(Written exercise 1):
Copy the passage of the WordPress post that starts with "To those of" and goes on through "sorry about that.", word for word.

(Excerpted text):
============
To Those That Read firsttube.com via RSS

To those of you that read firsttube.com via RSS, I’m sorry about the recent difficulties. My conversion to WordPress is almost entirely complete, including handling all old links, etc. I have a few legacy things left to fix. In the meantime, I realize that my feed has been screwy for the last few days and I’m sorry about that.

It should be fixed now, so that likely means another 20 dupes or so, I can’t control that. But I can tell you that I think we’re all caught up. Thanks for hanging with me.

Hacking WordPress, Day Two

Thus far, my move to WordPress has been an adventure.  Here’s a few lessons learned.

First off, I was very excited about the features of WordPress.  I was really excited, most specifically, about the API, and about the rich text WYSIWYG of the backend.  I’ve done a lot of work on Small Axe’s backend, but it’s still nothing compared to WordPress.

When I imported my stuff, it worked well, but the “slugs” — or URL-friendly post titles — did not convert properly.  They converted as WordPress friendly, properly escaped slugs.  The problem was, my slugs needed to stay intact, because I didn’t want all old links to break.

Understanding the way WordPress functions is really tough for a WP newbie, because the code is so spread out, yet compact, voluminous, yet digestible. Start with index.php, onto wp-blog-header.php, into wp-settings.php, and then you find the massive list of files in the wp-includes directory.  You’ll dig all over trying to find files to find includes in includes in includes. I finally found a great article that tries to explain the WordPress slug architecture. It’s fairly complex. Much of it lives in/wp-includes/query.php. However, my problem was very specific.

Many of my post slugs had periods in them. The period does not interfere with the URL, but WordPress doesn’t like them, and somewhere in the massive beast. So I had to find the page that “gets” posts. Lo and behold, there is a function called “get_posts” that lives in /wp-includes/query.php. I kept poking around. Like anyone who keeps digging, eventually, you’ll find yourself in wp-includes/formatting.php. And there it is.

Slug posts get sanitized – like everything, virtually all input is strictly sanitized – by a function called sanitize_title_with_dashes(). This function generates the slug. In order to include dots in your slug titles, just replace lines 366 and 267 (on WordPress 2.6.0) with this:

$title = preg_replace('/&+?;/', '', $title); // kill entities
$title = preg_replace('/[^%a-z0-9 _.-]/', '', $title);

Then your slug titles will not strip periods. Of course, I don’t recommend you actually use periods, I just wanted them to work when fetching old posts created before I knew any better.
============
(Given records):
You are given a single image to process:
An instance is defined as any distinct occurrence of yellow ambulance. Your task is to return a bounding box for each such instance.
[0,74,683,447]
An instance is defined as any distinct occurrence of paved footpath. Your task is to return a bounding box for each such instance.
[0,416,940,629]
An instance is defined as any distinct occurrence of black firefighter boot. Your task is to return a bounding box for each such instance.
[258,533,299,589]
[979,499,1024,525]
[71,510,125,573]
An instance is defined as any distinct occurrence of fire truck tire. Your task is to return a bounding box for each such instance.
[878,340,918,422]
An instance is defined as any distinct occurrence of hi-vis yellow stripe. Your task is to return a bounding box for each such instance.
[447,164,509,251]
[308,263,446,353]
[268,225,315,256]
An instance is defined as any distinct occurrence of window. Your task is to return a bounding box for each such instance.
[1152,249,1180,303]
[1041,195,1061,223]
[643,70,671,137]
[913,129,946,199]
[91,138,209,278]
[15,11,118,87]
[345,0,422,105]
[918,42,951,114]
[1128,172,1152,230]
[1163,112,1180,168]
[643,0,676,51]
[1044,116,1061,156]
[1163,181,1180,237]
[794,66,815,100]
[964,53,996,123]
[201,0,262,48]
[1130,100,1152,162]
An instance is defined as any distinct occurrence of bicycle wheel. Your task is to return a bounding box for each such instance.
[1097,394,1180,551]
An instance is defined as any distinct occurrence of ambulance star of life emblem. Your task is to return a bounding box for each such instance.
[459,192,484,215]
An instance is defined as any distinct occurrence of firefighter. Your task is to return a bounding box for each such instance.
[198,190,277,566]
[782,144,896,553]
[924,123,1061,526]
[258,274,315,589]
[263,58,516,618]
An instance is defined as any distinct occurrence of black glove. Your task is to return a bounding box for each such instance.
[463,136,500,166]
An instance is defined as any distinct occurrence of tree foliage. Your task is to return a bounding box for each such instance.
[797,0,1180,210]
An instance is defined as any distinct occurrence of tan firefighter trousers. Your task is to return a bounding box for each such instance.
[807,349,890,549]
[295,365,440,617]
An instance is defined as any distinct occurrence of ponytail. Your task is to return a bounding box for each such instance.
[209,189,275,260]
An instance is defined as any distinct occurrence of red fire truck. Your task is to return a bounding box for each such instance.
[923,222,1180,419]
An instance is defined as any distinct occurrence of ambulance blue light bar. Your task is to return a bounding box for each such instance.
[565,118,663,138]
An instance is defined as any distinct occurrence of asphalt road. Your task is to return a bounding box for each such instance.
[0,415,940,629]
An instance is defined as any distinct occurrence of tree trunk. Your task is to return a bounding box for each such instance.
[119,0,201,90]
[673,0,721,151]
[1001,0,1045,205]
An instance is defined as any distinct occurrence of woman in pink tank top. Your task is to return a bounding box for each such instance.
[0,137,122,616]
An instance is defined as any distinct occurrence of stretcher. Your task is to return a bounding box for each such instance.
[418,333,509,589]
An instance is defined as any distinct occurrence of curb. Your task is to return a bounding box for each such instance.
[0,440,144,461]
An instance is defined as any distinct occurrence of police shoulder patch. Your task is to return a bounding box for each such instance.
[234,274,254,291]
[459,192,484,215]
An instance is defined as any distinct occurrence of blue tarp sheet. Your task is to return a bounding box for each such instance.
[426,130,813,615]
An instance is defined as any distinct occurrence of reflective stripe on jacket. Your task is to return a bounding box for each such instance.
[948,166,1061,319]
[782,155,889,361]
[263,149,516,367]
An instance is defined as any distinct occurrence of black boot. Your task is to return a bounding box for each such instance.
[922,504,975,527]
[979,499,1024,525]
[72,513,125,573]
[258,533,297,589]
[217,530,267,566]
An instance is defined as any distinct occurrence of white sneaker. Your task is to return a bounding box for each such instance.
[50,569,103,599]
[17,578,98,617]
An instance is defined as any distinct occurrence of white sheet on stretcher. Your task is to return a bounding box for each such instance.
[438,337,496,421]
============
(Written exercise 2):
Report every line in the entries that contains the string "sheet".

(Reply 1):
To those of you that read firsttube.com via RSS, I’m sorry about the recent difficulties. My conversion to WordPress is almost entirely complete, including handling all old links, etc. I have a few legacy things left to fix. In the meantime, I realize that my feed has been screwy for the last few days and I’m sorry about that.

(Reply 2):
An instance is defined as any distinct occurrence of blue tarp sheet. Your task is to return a bounding box for each such instance.
An instance is defined as any distinct occurrence of white sheet on stretcher. Your task is to return a bounding box for each such instance.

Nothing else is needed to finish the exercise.